_Objetivo a_:
Segundo o texto selecionado, quantas guerras mundiais a tradicional rivalidade imperialista produziu no século XX?
------ Texto selecionado
Ademais, o fato de que a fase histórica de imperialismo moderno que costumava predominar
anteriormente e durante a Segunda Guerra Mundial é agora substituído pelo imperialismo hegemônico
global dos Estados Unidos da América, procurando se impor por toda parte como o Estado global do
sistema do capital em geral, não resolve qualquer das contradições subjacentes de forma alguma. Pelo
contrário, pode somente destacar a gravidade dos perigos inseparáveis da crise estrutural do modo de
controle sociorreprodutivo. Pois a imposição de um imperialismo hegemônico global de nosso tempo pelo
poder militar agora dominante não é menos inviável no longo prazo que a tradicional rivalidade
imperialista que produziu duas guerras mundiais devastadoras no século XX. Longe de constituir de
modo bem-sucedido o Estado do sistema do capital em geral, como uma tentativa vã de remediar ao
grande fracasso histórico do capital nesse sentido, o imperialismo hegemônico global dos Estados Unidos,
com sua dominação militar crescente do planeta como um estado nacional agressivo, a fase presente de
imperialismo é provavelmente a mais letal.
------------
------ Trechos dos registros
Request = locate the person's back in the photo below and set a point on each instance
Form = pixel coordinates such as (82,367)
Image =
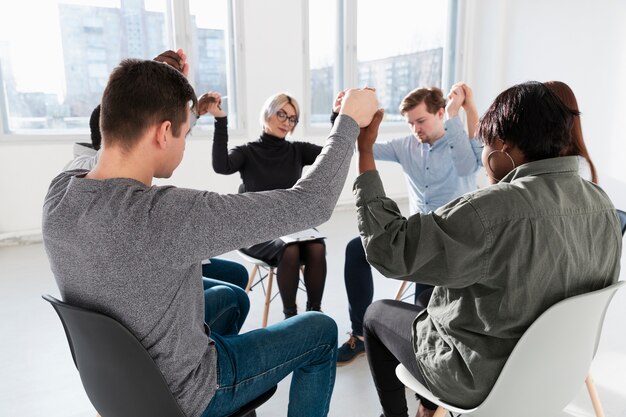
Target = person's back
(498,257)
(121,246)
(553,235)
------------
------ Trechos dos registros
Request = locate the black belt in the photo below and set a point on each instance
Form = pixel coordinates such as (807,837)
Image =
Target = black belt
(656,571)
------------
_Objetivo b_:
Identifique nos registros todas as linhas que contêm a palavra "Target", levando em conta maiúsculas e minúsculas.

_Resposta do exercício a_:
Duas guerras mundiais devastadoras.

_Resposta do exercício b_:
Target = person's back
Target = black belt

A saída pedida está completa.